◆ **課題の指示**: 以下のデータから、「capital」という語を含む行をすべて抜き出し、そのまま書き写せ。

◆ **与えられたデータ**:
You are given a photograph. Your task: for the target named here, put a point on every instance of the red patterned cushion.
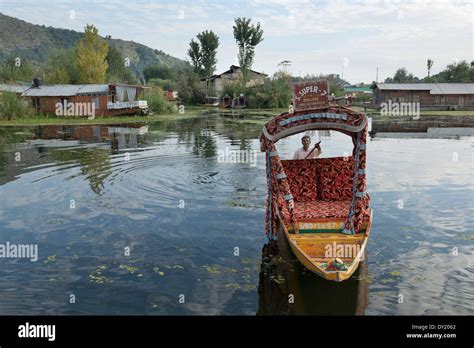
(335, 178)
(302, 178)
(317, 209)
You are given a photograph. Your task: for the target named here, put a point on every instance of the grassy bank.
(375, 113)
(43, 120)
(190, 112)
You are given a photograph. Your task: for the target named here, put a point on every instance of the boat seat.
(321, 188)
(317, 209)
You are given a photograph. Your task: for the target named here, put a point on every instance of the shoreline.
(449, 118)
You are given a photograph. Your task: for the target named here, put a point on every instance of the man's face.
(306, 142)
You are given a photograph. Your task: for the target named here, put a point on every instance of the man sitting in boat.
(305, 152)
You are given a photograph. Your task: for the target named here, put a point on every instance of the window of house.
(95, 100)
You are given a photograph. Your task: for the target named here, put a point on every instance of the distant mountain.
(35, 44)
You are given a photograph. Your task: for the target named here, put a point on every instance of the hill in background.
(35, 44)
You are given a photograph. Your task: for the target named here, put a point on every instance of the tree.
(16, 69)
(158, 71)
(91, 53)
(118, 71)
(194, 52)
(60, 68)
(429, 65)
(209, 43)
(402, 76)
(460, 72)
(247, 36)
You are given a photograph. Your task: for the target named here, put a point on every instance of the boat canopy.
(329, 117)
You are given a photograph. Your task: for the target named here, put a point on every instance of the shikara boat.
(319, 205)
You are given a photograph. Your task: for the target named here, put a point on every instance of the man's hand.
(317, 146)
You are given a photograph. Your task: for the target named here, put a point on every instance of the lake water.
(139, 219)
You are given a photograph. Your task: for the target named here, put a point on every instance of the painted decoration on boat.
(310, 95)
(304, 190)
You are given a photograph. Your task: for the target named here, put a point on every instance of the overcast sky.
(316, 36)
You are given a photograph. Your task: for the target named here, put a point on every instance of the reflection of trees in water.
(281, 275)
(95, 166)
(204, 144)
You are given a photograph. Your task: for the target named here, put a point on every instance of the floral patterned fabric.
(317, 209)
(302, 178)
(330, 193)
(335, 178)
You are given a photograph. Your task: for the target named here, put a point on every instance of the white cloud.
(315, 35)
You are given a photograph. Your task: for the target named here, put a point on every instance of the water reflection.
(281, 275)
(137, 203)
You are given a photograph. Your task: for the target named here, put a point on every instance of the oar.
(309, 154)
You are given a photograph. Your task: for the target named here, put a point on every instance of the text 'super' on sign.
(310, 95)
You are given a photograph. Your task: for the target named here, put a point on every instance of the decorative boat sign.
(310, 95)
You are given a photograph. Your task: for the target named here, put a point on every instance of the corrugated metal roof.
(434, 88)
(13, 88)
(65, 90)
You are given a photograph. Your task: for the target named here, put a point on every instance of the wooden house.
(218, 82)
(428, 95)
(106, 99)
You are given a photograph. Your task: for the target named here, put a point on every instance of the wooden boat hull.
(311, 250)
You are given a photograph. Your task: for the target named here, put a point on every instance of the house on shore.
(218, 82)
(14, 88)
(106, 99)
(428, 95)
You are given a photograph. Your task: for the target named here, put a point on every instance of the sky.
(350, 38)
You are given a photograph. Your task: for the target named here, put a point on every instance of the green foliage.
(117, 71)
(274, 93)
(34, 43)
(456, 72)
(429, 65)
(158, 71)
(16, 69)
(61, 68)
(194, 52)
(203, 54)
(460, 72)
(189, 87)
(13, 106)
(163, 84)
(91, 52)
(157, 102)
(402, 76)
(247, 36)
(209, 43)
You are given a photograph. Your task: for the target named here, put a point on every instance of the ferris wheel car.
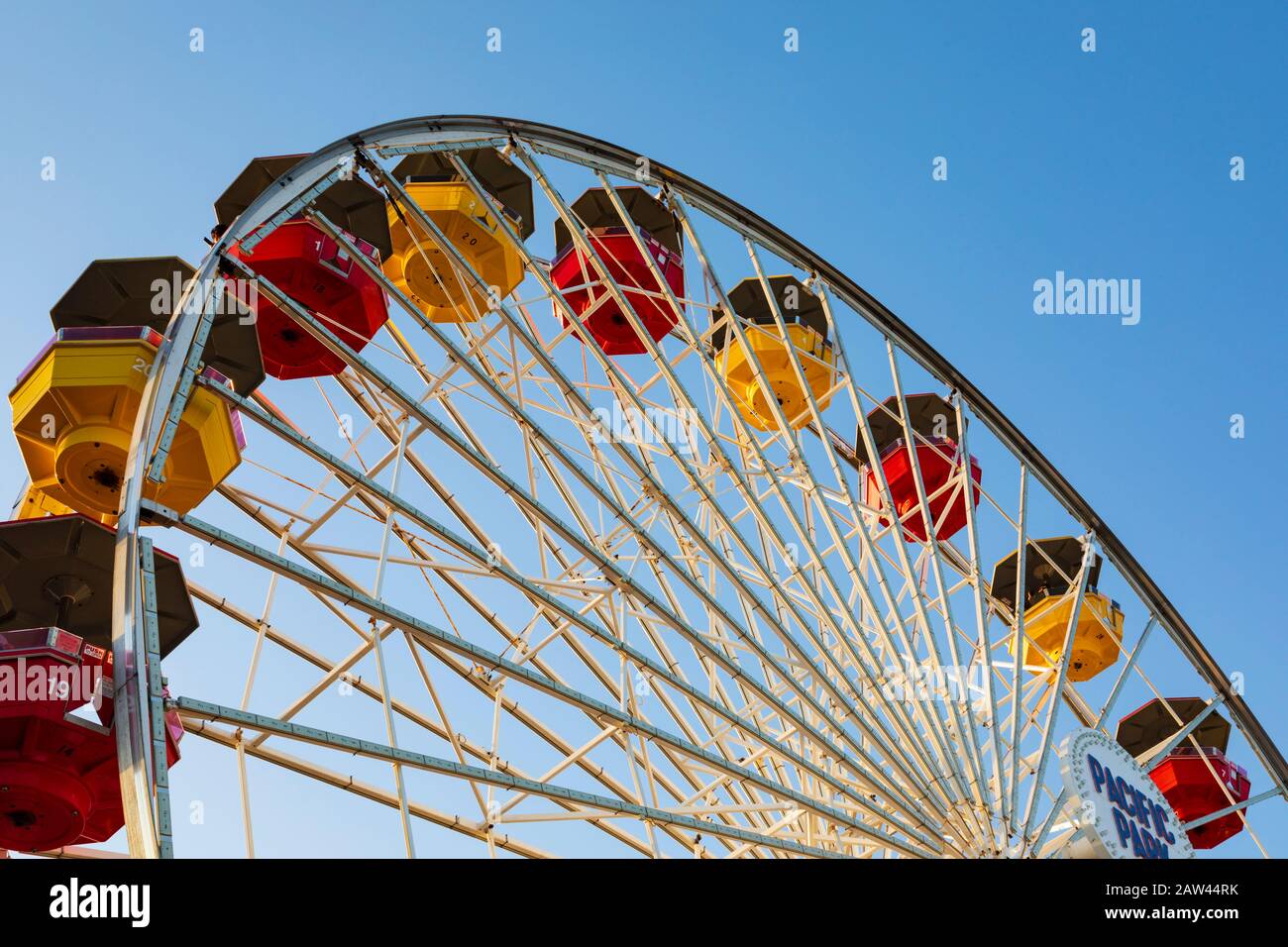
(310, 268)
(58, 768)
(1050, 579)
(423, 269)
(934, 423)
(145, 291)
(806, 342)
(585, 292)
(73, 411)
(1184, 776)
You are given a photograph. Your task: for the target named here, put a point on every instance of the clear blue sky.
(1113, 163)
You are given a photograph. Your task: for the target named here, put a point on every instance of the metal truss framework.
(692, 625)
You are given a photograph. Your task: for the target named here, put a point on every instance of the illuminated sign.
(1120, 809)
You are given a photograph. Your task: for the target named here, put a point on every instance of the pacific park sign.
(1119, 808)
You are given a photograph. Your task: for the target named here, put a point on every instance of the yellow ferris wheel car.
(806, 341)
(73, 411)
(423, 269)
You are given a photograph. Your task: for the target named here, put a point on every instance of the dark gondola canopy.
(56, 573)
(595, 210)
(1042, 578)
(501, 179)
(928, 415)
(1149, 725)
(124, 292)
(352, 205)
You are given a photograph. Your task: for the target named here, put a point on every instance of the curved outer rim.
(574, 146)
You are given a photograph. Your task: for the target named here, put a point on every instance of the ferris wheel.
(493, 486)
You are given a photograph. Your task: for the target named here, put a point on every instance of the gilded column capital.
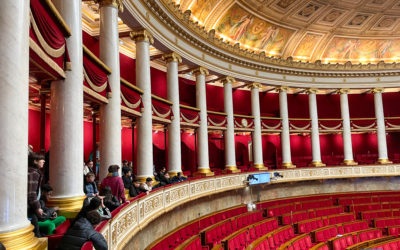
(142, 35)
(114, 3)
(377, 90)
(172, 57)
(311, 91)
(282, 89)
(343, 91)
(200, 71)
(227, 79)
(254, 85)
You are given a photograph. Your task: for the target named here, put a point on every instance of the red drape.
(96, 75)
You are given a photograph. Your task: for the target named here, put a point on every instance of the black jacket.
(80, 233)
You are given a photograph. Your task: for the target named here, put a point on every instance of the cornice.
(208, 42)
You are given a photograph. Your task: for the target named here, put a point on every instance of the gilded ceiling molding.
(288, 66)
(172, 57)
(200, 71)
(115, 3)
(141, 35)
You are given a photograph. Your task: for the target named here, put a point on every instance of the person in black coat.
(83, 231)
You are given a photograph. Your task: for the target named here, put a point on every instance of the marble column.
(315, 145)
(144, 129)
(380, 131)
(230, 157)
(110, 113)
(203, 165)
(66, 120)
(285, 135)
(15, 228)
(174, 128)
(347, 145)
(258, 162)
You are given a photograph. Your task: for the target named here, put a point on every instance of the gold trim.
(203, 172)
(349, 163)
(130, 85)
(153, 96)
(189, 107)
(97, 60)
(142, 35)
(58, 17)
(288, 165)
(35, 47)
(172, 57)
(317, 164)
(95, 95)
(384, 161)
(21, 239)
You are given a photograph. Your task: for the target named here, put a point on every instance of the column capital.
(142, 35)
(311, 91)
(377, 90)
(114, 3)
(200, 71)
(227, 79)
(254, 85)
(343, 91)
(172, 57)
(282, 89)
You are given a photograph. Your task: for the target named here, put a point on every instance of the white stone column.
(257, 139)
(66, 119)
(15, 229)
(203, 164)
(285, 135)
(144, 156)
(110, 113)
(380, 131)
(315, 146)
(347, 145)
(174, 128)
(230, 156)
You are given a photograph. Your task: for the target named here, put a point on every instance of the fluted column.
(347, 145)
(285, 135)
(257, 140)
(110, 113)
(143, 39)
(66, 119)
(315, 146)
(174, 128)
(203, 164)
(230, 157)
(381, 131)
(15, 228)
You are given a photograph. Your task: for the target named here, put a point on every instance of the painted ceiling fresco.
(360, 31)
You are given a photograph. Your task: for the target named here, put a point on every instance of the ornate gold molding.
(172, 57)
(114, 3)
(200, 71)
(141, 35)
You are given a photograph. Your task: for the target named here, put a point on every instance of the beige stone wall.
(194, 209)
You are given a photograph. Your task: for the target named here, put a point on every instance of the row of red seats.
(177, 237)
(386, 222)
(342, 242)
(370, 215)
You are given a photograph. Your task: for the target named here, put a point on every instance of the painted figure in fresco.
(268, 36)
(349, 47)
(238, 29)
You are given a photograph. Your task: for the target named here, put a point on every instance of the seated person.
(83, 231)
(90, 187)
(115, 183)
(109, 200)
(178, 178)
(49, 221)
(148, 185)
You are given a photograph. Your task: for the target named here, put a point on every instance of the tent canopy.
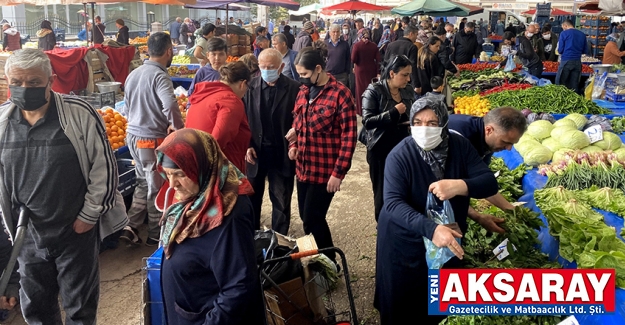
(437, 8)
(306, 10)
(554, 12)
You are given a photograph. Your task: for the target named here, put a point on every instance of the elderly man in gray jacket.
(55, 160)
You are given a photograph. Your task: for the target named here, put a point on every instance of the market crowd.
(285, 115)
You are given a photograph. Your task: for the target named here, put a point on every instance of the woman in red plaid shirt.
(325, 125)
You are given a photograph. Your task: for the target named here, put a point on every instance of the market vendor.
(207, 32)
(216, 48)
(498, 130)
(433, 161)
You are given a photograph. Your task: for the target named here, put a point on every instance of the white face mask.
(427, 137)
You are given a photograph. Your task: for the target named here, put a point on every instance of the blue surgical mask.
(269, 75)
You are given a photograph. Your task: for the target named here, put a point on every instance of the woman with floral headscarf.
(366, 59)
(611, 54)
(209, 271)
(432, 162)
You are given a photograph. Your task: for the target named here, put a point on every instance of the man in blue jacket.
(571, 46)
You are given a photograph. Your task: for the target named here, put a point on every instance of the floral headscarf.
(386, 36)
(198, 155)
(364, 35)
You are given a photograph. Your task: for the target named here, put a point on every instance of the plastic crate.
(127, 176)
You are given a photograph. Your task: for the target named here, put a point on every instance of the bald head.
(272, 59)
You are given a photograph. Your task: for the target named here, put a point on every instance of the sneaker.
(151, 242)
(131, 235)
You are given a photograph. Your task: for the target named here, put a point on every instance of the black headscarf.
(46, 24)
(436, 157)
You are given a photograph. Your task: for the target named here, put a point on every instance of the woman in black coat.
(428, 65)
(47, 39)
(385, 106)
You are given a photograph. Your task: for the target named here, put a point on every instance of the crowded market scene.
(363, 149)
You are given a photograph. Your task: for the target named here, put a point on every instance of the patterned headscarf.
(386, 36)
(436, 157)
(198, 155)
(364, 35)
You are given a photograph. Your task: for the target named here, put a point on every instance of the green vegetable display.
(582, 234)
(502, 320)
(547, 99)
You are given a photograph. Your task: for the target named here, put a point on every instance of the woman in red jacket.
(217, 108)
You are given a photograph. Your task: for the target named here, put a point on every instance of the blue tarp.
(549, 245)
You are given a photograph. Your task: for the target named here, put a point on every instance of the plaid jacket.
(326, 133)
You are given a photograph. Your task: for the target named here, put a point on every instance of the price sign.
(594, 133)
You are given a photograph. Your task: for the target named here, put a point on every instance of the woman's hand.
(401, 108)
(291, 136)
(446, 237)
(250, 156)
(293, 153)
(334, 184)
(448, 188)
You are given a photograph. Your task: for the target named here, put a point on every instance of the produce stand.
(533, 181)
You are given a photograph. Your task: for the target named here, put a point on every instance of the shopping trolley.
(307, 301)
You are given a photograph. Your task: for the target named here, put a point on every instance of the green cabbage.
(592, 148)
(557, 132)
(564, 122)
(537, 155)
(579, 119)
(620, 154)
(574, 139)
(552, 144)
(525, 146)
(559, 155)
(610, 141)
(540, 129)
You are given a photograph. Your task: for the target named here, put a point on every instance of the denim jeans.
(569, 74)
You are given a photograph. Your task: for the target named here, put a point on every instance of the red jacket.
(217, 110)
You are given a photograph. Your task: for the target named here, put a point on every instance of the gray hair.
(272, 54)
(28, 59)
(280, 38)
(506, 118)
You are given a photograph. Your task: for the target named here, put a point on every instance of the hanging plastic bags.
(442, 215)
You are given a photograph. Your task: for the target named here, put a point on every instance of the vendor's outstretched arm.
(499, 201)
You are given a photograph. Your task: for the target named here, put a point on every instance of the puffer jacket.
(379, 113)
(303, 40)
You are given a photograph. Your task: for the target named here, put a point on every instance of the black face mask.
(28, 98)
(308, 82)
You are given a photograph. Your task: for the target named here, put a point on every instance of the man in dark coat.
(465, 45)
(446, 167)
(269, 106)
(405, 46)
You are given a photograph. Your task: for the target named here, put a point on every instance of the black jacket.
(282, 118)
(444, 54)
(465, 47)
(403, 46)
(122, 35)
(379, 113)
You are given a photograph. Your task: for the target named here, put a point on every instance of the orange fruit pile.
(115, 127)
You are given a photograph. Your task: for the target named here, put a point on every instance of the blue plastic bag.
(442, 215)
(510, 65)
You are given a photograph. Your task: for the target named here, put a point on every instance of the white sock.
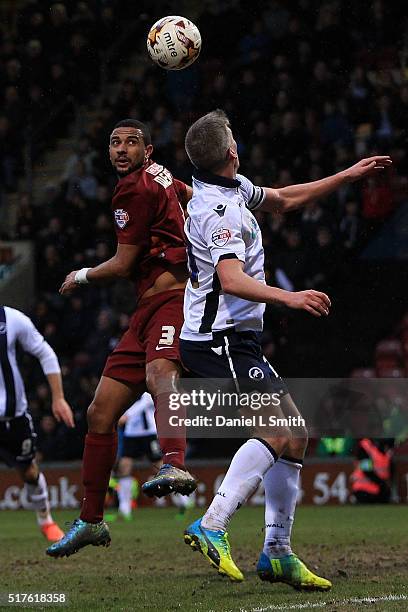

◆ **模範解答**:
You are given a photograph. Your task: for the target named here, put a point on every instance of the gilded column capital.
You are given a photograph. Your task: for the target named here, put a point on every instance of the column capital.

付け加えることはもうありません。